SUPPLIED PASSAGE:

Went to University: Emmanuel College Cambridge to study for a BA and MSci in Natural Science, specialising in Physics.
How did you get to where you are now?
When I left University, I really wanted to study a topic that I felt was close to home, that some day we could reach out and touch with our own hands, see with our own eyes. Despite an interest in astronomy, I decided against studying the far reaches of our universe and chose instead to explore the planets of our own solar system. In 2004, the Cassini-Huygens spacecraft was about to arrive at Saturn, and Oxford were looking for research students to help analyse the first data from the ringed world. I spent my PhD characterising Saturn’s dynamic atmosphere, which then set me on a course to study all of the giant planets in our solar system in a series of short fellowships at NASA’s Jet Propulsion Laboratory and Oxford’s Planetary Physics department. Today I use a variety of interplanetary spacecraft, orbital telescopes and giant ground-based observatories to learn more about the planets.
Were there other routes you could have taken to get this job?
Planetary science requires you to be a jack of all trades: being a planetary scientist requires an excellent knowledge of physics, computing, maths and chemistry, so each of these topics would have allowed me to work in this exciting field, provided they’d been studied to degree level.
What do you like best about your job?
Things can change quickly, and we have to be responsive to that. If an asteroid strikes Jupiter, or a storm explodes in the atmosphere of Saturn, we have to bring all our experience to try to understand what’s happening. So the days are never dull, and you rarely do the same thing from one day to the next! I get to work as part of an international team of scientists, which means I get to travel far and wide to communicate my research and forge new collaborations. Finally, we find ourselves in a revolution in this subject, with more missions and telescopes in flight than at any point in humankinds history – that means that the potential for new discoveries is enormous, and you never know when you might be the first human to observe a new phenomenon in our solar system. The old adage is true – when you love what you do, you never work a day in your life!
What would your top tips be to a 16-year old considering working in this field?

RAW RECORDS:

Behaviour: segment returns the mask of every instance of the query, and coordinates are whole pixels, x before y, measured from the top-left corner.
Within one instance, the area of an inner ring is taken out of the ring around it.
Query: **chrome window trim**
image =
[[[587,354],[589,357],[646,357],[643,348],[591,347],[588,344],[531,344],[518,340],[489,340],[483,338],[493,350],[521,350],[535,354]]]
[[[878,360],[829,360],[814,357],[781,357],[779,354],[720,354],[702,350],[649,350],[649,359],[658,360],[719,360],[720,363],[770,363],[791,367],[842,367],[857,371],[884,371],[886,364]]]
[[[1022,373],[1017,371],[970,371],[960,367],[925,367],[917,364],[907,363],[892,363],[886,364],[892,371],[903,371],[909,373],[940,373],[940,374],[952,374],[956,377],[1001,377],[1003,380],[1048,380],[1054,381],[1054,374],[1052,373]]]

PROBLEMS TO WORK ON:
A - Rescale the listing by writing out every line of it again. Multiply each vertex coordinate in the answer polygons by 1.7 and round it to a whole number, with halves rounding up, and leave everything else unchanged.
B - Write the next part of the planetary scientist interview, picking up right after its final line.
The interview about planetary science and the listing are unrelated material.

RESPONSES TO THE TASKS:
A -
Behaviour: segment returns the mask of every instance of the query, and coordinates are whole pixels, x before y, measured from the top-left corner.
Within one instance, the area of an inner ring is taken out of the ring around it.
Query: **chrome window trim**
image =
[[[998,602],[1001,607],[1098,607],[1093,592],[1005,590],[1000,585],[903,585],[881,578],[831,578],[821,575],[838,595],[886,595],[910,602]]]
[[[1493,612],[1409,612],[1384,607],[1328,607],[1324,602],[1224,602],[1193,595],[1103,595],[1103,610],[1119,612],[1222,612],[1224,617],[1309,617],[1345,624],[1431,624],[1457,631],[1503,631],[1506,619]]]
[[[1737,634],[1729,631],[1649,631],[1632,624],[1573,624],[1559,619],[1542,617],[1516,617],[1506,619],[1516,631],[1535,631],[1545,634],[1598,634],[1598,636],[1618,636],[1625,641],[1702,641],[1705,646],[1782,646],[1792,648],[1792,636],[1788,634]]]

B -
For any scientific subject, it’s essential to get a good grounding in maths and computing, as these topics go hand in hand. So much of what we do requires the ability to write computer code and solve mathematical problems, that you really can’t escape it! Without a doubt, you should forge ahead with A-levels, but never forget the bigger picture – there’s so much exciting science happening out there; if you read widely you might just stumble across a topic that really excites you. That’s what happened to me with planetary exploration.
What would your top tips be to an 18 year old considering working in this field?
Think carefully about where you’d like to go for your degree, and make sure that the institution provides a good balance between science, maths and computing. All three are needed to be a successful atmospheric scientist or meteorologist. It’s all about building up a toolkit of experience, which you can then apply to new problems as they’re presented to you. So be curious, don’t be satisfied with explanations that are unclear, and experiment for yourself. Curiosity and the ability to solve problems are the traits that are essential in any independent research scientist, and will be vital as you head to university.
Tell us something about yourself.
In the summer of 2009, I was having a barbeque on a sunny California day with my wife. My boss called to say that an Australian amateur astronomer had spotted something rather odd near Jupiter’s south pole. I raced to the office, where we could remotely use the telescopes in Hawaii to figure out what was going on, and we were in for a massive surprise. A huge, super-heated plume of aerosols and debris had been lofted into Jupiter’s atmosphere by an asteroidal collision. Without the data we took that Californian evening, we might never have been able to unravel the mystery of what had happened up there on Jupiter. It was the chance of a lifetime, a stroke of luck, and provided us with fascinating scientific results for years to come. It shows just how exciting this field is, and that there are so many surprises and marvels out there for us to explore.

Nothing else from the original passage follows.